EJERCICIO PROPUESTO 1: Convierte en una lista JSON de cadenas, con una cadena por línea y sin las líneas en blanco, todos los registros desde la línea que contiene "like x=623, y=222." hasta el final de los registros, ambos extremos incluidos.

**** TEXTO DEL DOCUMENTO

La economía abstracta se ha instalado ahí, precisamente, en el ámbito de la creencia. Quien posea un papel formalizado con algún símbolo o sello (signos, al fin y al cabo) de una Institución Financiera cree que ese papel vale, si pensamos en las acciones por ejemplo, 2 euros un día, 1 euro y medio al día siguiente y 3 euros la semana siguiente. Estas subidas y bajadas en el valor de las acciones, para quien no sea experto y no comprenda nada de nada, resulta algo aún más extraño. No es únicamente la creencia fijada en un signo, como en el caso de los primitivos. Ahora se trata de una creencia fluctuante, que cambia cada día el valor material que atribuye al signo.

Lo más absurdo es que la creencia en lo abstracto, esta vuelta al pensamiento primitivo que ha invadido el mundo actual, viene acompañada de una destrucción sin precedentes de la materia concreta. En Europa se han matado vacas y se han destrozado barcos, se han abandonado campos cultivados, se han destruido máquinas o se han parado, porque no había que producir más de una cantidad determinada. Año tras año, los dos procesos han avanzado en paralelo: destrucción de cosas que en el mundo tenían volumen y multiplicación de los papeles sin volumen que simbolizaban la riqueza. En el fondo, se ha creído que la riqueza estaba en los signos y que las vacas, los barcos o los metros cuadrados eran riqueza, sin duda, pero antigua, obsoleta, inadecuada. Una riqueza sin higiene, se podría decir.

Y durante años, se han intercambiado papeles por aquí y por allá. Pequeñas hojas tamaño A4, A5 o A6 que pasaban de mano en mano; y en cada transferencia, por arte de magia, estas hojas A4 parecían aumentar de valor. Como un pase de testigo mágico: el individuo A pasaba un papel al individuo B, que a su vez lo pasaba al individuo C, que lo pasaba al D, y el último de la cadena, finalmente, creía que el papel que había recibido valía mil veces su valor inicial.

En resumen, nadie duda de que la crisis en Europa sea consecuencia de muchas causas, pero parte del problema estriba en el hecho de que nos enfrentamos a partir de ahora a un cambio de creencia. La Iglesia de lo Abstracto, la creencia en el papel que vale dinero, parece haber llegado a un callejón sin salida y el número de sus fieles disminuye, algunos la abandonan voluntariamente, otros en contra de su voluntad, muchos de forma trágica. Y puede que con el fin de esta creencia estemos volviendo a otra. La moderna Iglesia de lo Concreto parece que cada día recupera la posición sólida que ya tenía, la de la creencia en lo material, con la que vuelve la creencia en las vacas, los barcos, los campos y las máquinas. (¿Seremos testigos de la destrucción de los papeles?)

********

EJERCICIO PROPUESTO 2: Devuelve sin cambios el fragmento del texto sobre la economía abstracta que va desde "Y durante años, se" hasta "su valor inicial.", ambos incluidos.

**** DATOS DISPONIBLES

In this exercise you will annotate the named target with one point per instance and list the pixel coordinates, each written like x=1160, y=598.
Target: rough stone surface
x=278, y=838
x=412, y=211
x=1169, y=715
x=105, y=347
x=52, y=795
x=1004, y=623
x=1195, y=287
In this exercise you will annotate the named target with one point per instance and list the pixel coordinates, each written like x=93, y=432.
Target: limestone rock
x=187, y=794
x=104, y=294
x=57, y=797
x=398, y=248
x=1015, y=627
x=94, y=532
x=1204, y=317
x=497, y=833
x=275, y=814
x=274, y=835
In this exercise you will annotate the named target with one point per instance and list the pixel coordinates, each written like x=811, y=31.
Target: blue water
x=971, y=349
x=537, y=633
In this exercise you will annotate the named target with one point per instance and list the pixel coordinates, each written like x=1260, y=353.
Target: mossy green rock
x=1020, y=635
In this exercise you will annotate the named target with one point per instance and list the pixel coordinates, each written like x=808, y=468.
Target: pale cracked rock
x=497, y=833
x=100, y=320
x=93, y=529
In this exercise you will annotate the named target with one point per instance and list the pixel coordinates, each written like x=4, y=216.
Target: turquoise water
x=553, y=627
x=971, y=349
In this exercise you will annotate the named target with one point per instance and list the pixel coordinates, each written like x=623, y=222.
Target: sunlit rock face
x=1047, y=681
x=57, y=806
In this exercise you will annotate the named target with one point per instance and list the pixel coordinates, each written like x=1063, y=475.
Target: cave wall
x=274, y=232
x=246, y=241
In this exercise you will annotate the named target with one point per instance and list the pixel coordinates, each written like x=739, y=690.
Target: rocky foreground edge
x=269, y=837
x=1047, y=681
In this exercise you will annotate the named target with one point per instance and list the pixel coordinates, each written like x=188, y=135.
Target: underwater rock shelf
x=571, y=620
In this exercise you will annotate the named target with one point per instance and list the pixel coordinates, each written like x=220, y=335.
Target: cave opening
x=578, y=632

********

RESPUESTA AL EJERCICIO 1:
[
  "In this exercise you will annotate the named target with one point per instance and list the pixel coordinates, each written like x=623, y=222.",
  "Target: sunlit rock face",
  "x=1047, y=681",
  "x=57, y=806",
  "In this exercise you will annotate the named target with one point per instance and list the pixel coordinates, each written like x=1063, y=475.",
  "Target: cave wall",
  "x=274, y=232",
  "x=246, y=241",
  "In this exercise you will annotate the named target with one point per instance and list the pixel coordinates, each written like x=739, y=690.",
  "Target: rocky foreground edge",
  "x=269, y=837",
  "x=1047, y=681",
  "In this exercise you will annotate the named target with one point per instance and list the pixel coordinates, each written like x=188, y=135.",
  "Target: underwater rock shelf",
  "x=571, y=620",
  "In this exercise you will annotate the named target with one point per instance and list the pixel coordinates, each written like x=220, y=335.",
  "Target: cave opening",
  "x=578, y=632"
]

RESPUESTA AL EJERCICIO 2:
Y durante años, se han intercambiado papeles por aquí y por allá. Pequeñas hojas tamaño A4, A5 o A6 que pasaban de mano en mano; y en cada transferencia, por arte de magia, estas hojas A4 parecían aumentar de valor. Como un pase de testigo mágico: el individuo A pasaba un papel al individuo B, que a su vez lo pasaba al individuo C, que lo pasaba al D, y el último de la cadena, finalmente, creía que el papel que había recibido valía mil veces su valor inicial.